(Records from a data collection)
===============

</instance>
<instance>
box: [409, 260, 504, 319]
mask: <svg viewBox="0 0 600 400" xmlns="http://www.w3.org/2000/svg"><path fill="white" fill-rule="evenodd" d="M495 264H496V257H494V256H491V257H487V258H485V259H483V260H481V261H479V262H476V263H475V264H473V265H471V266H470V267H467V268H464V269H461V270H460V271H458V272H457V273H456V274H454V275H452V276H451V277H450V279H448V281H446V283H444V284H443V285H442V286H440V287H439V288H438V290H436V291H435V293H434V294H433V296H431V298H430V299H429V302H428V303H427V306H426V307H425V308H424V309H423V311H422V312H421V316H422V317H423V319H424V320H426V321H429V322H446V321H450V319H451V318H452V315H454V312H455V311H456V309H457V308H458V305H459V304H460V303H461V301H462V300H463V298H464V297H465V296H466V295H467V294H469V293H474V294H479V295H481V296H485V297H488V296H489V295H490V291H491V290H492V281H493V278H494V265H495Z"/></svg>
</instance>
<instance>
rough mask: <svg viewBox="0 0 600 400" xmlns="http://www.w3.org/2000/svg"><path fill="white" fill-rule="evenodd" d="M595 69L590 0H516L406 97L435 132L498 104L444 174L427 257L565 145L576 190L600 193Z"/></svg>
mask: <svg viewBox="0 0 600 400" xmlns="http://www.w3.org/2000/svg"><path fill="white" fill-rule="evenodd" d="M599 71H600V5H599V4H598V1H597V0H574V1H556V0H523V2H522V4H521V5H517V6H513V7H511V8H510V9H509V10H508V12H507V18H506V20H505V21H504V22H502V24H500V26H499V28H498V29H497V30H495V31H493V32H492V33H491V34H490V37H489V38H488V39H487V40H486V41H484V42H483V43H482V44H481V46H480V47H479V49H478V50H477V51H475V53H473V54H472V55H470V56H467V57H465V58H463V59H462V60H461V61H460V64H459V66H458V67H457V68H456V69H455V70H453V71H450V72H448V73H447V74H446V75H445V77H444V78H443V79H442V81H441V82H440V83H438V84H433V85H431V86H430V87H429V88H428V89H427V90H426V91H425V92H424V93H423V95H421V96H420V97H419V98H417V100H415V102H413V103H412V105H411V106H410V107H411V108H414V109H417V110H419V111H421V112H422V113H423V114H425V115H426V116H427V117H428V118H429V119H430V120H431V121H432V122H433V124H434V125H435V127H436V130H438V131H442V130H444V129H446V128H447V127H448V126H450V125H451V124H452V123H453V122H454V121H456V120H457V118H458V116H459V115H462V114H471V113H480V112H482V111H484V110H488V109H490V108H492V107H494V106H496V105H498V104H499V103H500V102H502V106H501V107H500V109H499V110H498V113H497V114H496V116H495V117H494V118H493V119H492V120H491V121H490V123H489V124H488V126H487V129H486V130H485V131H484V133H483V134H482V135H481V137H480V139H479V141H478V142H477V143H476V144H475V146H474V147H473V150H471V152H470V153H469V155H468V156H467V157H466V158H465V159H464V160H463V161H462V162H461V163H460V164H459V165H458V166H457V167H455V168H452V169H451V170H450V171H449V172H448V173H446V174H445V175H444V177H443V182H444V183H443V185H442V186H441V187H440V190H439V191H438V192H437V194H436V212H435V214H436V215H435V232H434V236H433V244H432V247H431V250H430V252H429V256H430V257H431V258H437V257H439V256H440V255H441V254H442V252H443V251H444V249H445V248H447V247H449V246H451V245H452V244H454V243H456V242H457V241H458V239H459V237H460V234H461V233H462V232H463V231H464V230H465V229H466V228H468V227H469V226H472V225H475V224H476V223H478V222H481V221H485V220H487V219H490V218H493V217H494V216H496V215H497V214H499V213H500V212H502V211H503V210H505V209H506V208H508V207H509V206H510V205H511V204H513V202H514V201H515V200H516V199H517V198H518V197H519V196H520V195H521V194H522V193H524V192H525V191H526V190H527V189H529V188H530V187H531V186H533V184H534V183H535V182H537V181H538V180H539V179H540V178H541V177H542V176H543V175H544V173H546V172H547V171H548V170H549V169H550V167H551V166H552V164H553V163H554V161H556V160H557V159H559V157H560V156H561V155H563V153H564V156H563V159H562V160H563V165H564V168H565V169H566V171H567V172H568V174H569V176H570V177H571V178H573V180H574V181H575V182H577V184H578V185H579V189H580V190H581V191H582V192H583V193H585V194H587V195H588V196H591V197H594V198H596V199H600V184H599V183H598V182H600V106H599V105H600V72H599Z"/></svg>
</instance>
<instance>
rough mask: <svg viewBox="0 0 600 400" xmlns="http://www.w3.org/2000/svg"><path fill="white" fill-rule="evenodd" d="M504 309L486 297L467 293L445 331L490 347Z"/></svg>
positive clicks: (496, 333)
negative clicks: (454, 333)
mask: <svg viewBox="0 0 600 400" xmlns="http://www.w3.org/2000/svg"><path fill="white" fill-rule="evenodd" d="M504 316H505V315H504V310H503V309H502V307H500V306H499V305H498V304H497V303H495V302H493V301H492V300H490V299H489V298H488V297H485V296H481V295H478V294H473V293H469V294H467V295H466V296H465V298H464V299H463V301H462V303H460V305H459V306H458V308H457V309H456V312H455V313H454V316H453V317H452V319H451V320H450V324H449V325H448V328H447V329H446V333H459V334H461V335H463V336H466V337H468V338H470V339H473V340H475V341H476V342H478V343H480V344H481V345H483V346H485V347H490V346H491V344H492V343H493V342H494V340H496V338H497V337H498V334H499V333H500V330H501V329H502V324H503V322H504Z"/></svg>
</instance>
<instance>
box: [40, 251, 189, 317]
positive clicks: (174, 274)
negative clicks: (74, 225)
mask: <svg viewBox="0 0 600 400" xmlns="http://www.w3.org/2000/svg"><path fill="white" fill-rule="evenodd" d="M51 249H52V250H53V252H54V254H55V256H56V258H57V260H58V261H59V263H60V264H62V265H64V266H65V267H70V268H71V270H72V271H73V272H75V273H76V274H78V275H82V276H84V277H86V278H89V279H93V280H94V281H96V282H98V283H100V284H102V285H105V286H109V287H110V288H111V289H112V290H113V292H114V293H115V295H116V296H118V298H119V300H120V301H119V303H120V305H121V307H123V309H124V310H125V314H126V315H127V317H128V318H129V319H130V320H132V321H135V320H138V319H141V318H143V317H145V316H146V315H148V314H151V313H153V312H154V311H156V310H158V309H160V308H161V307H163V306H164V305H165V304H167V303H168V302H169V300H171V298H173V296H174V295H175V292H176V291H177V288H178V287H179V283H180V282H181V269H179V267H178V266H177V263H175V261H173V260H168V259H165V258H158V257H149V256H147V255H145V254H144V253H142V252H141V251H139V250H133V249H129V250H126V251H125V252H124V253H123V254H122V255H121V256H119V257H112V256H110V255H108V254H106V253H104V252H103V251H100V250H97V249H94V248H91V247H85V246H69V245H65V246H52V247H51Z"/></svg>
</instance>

===============

» **Task to carry out**:
Each entry must be output exactly as it was written.

» **Solved exercise**:
</instance>
<instance>
box: [409, 260, 504, 319]
mask: <svg viewBox="0 0 600 400" xmlns="http://www.w3.org/2000/svg"><path fill="white" fill-rule="evenodd" d="M495 264H496V257H494V256H491V257H487V258H485V259H483V260H481V261H479V262H476V263H475V264H473V265H471V266H470V267H467V268H464V269H461V270H460V271H458V272H457V273H456V274H454V275H452V276H451V277H450V279H448V281H446V283H444V284H443V285H442V286H440V287H439V288H438V290H436V291H435V293H434V294H433V296H431V298H430V299H429V302H428V303H427V306H426V307H425V308H424V309H423V311H422V312H421V316H422V317H423V319H424V320H426V321H429V322H446V321H450V319H451V318H452V315H454V312H455V311H456V309H457V308H458V305H459V304H460V303H461V301H462V300H463V298H464V297H465V296H466V295H467V294H469V293H474V294H479V295H481V296H485V297H488V296H489V295H490V291H491V290H492V281H493V278H494V265H495Z"/></svg>
</instance>
<instance>
rough mask: <svg viewBox="0 0 600 400" xmlns="http://www.w3.org/2000/svg"><path fill="white" fill-rule="evenodd" d="M595 69L590 0H516L406 97L435 132L498 104L444 174L427 257L565 145L576 190L600 193Z"/></svg>
mask: <svg viewBox="0 0 600 400" xmlns="http://www.w3.org/2000/svg"><path fill="white" fill-rule="evenodd" d="M599 71H600V5H599V4H598V1H597V0H574V1H556V0H523V2H522V4H521V5H517V6H513V7H511V8H510V9H509V10H508V12H507V18H506V20H505V21H504V22H502V24H500V26H499V28H498V29H497V30H495V31H493V32H492V33H491V34H490V37H489V38H488V39H487V40H486V41H484V42H483V43H482V44H481V46H480V47H479V49H478V50H477V51H475V53H473V54H472V55H470V56H467V57H465V58H463V59H462V60H461V61H460V64H459V66H458V67H457V68H456V69H455V70H453V71H450V72H448V73H447V74H446V75H445V77H444V78H443V79H442V81H441V82H440V83H438V84H433V85H431V86H430V87H429V88H428V89H427V90H426V91H425V92H424V93H423V95H421V96H420V97H419V98H417V100H415V102H413V103H412V105H411V106H410V107H411V108H414V109H417V110H419V111H421V112H422V113H423V114H425V115H426V116H427V117H428V118H429V119H430V120H431V121H432V122H433V124H434V125H435V127H436V130H438V131H442V130H444V129H446V128H447V127H448V126H450V125H451V124H452V123H453V122H454V121H456V120H457V118H458V116H459V115H462V114H471V113H480V112H482V111H484V110H488V109H490V108H492V107H494V106H496V105H498V104H499V103H500V102H502V106H501V107H500V109H499V110H498V113H497V114H496V116H495V117H494V118H493V119H492V120H491V121H490V123H489V124H488V126H487V129H486V130H485V131H484V133H483V134H482V135H481V137H480V139H479V141H478V142H477V143H476V144H475V146H474V147H473V150H471V152H470V153H469V155H468V156H467V157H466V158H465V159H464V160H463V161H462V162H461V163H460V164H459V165H458V166H457V167H455V168H452V169H451V170H450V171H449V172H448V173H446V174H445V175H444V177H443V182H444V183H443V185H442V186H441V187H440V190H439V191H438V192H437V194H436V212H435V214H436V215H435V232H434V236H433V244H432V247H431V250H430V252H429V256H430V257H431V258H437V257H439V256H440V255H441V254H442V252H443V251H444V249H445V248H447V247H449V246H451V245H452V244H454V243H456V242H457V241H458V239H459V237H460V234H461V233H462V232H463V231H464V230H465V229H466V228H468V227H469V226H472V225H475V224H476V223H478V222H481V221H485V220H487V219H490V218H493V217H494V216H496V215H497V214H499V213H500V212H502V211H503V210H505V209H506V208H508V207H509V206H510V205H511V204H513V202H514V201H515V200H516V199H517V198H518V197H519V196H520V195H521V194H522V193H524V192H525V191H526V190H527V189H529V188H530V187H531V186H533V184H534V183H535V182H537V181H538V180H539V179H540V178H541V177H542V176H543V175H544V173H546V172H547V171H548V170H549V169H550V167H551V166H552V164H553V163H554V161H556V160H557V159H559V157H560V156H561V155H563V153H564V156H563V159H562V160H563V165H564V168H565V169H566V171H567V172H568V174H569V176H570V177H571V178H573V180H574V181H575V182H577V184H578V185H579V189H580V190H581V191H582V192H583V193H585V194H587V195H588V196H591V197H594V198H596V199H600V184H599V183H598V182H600V106H599V105H600V72H599Z"/></svg>
</instance>
<instance>
rough mask: <svg viewBox="0 0 600 400" xmlns="http://www.w3.org/2000/svg"><path fill="white" fill-rule="evenodd" d="M504 309L486 297L467 293L445 331L490 347Z"/></svg>
positive clicks: (496, 333)
negative clicks: (454, 333)
mask: <svg viewBox="0 0 600 400" xmlns="http://www.w3.org/2000/svg"><path fill="white" fill-rule="evenodd" d="M504 316H505V315H504V310H503V309H502V307H500V306H499V305H498V304H497V303H495V302H493V301H492V300H490V299H489V298H488V297H485V296H481V295H478V294H473V293H469V294H467V295H466V296H465V298H464V299H463V301H462V303H460V305H459V306H458V308H457V309H456V312H455V313H454V316H453V317H452V319H451V320H450V324H449V325H448V328H447V329H446V333H459V334H461V335H463V336H466V337H468V338H470V339H473V340H475V341H476V342H478V343H480V344H481V345H483V346H485V347H490V346H491V344H492V343H493V342H494V340H496V338H497V337H498V334H499V333H500V330H501V329H502V324H503V322H504Z"/></svg>
</instance>
<instance>
box: [40, 251, 189, 317]
positive clicks: (174, 274)
negative clicks: (74, 225)
mask: <svg viewBox="0 0 600 400" xmlns="http://www.w3.org/2000/svg"><path fill="white" fill-rule="evenodd" d="M51 249H52V250H53V252H54V254H55V256H56V258H57V260H58V261H59V263H60V264H62V265H64V266H65V267H70V268H71V270H72V271H73V272H75V273H76V274H78V275H82V276H84V277H86V278H89V279H93V280H94V281H96V282H98V283H100V284H102V285H105V286H109V287H110V288H111V289H112V290H113V292H114V293H115V295H116V296H118V298H119V300H120V301H119V303H120V305H121V307H123V309H124V310H125V314H126V315H127V317H128V318H129V319H130V320H132V321H135V320H138V319H141V318H143V317H145V316H146V315H148V314H151V313H153V312H154V311H156V310H158V309H160V308H161V307H163V306H164V305H165V304H167V303H168V302H169V300H171V298H173V296H174V295H175V292H176V291H177V288H178V287H179V283H180V282H181V269H179V267H178V266H177V263H175V261H173V260H168V259H165V258H158V257H149V256H147V255H145V254H144V253H142V252H141V251H139V250H133V249H129V250H126V251H125V252H124V253H123V254H122V255H121V256H119V257H112V256H110V255H108V254H106V253H104V252H103V251H100V250H97V249H94V248H91V247H85V246H69V245H65V246H52V247H51Z"/></svg>
</instance>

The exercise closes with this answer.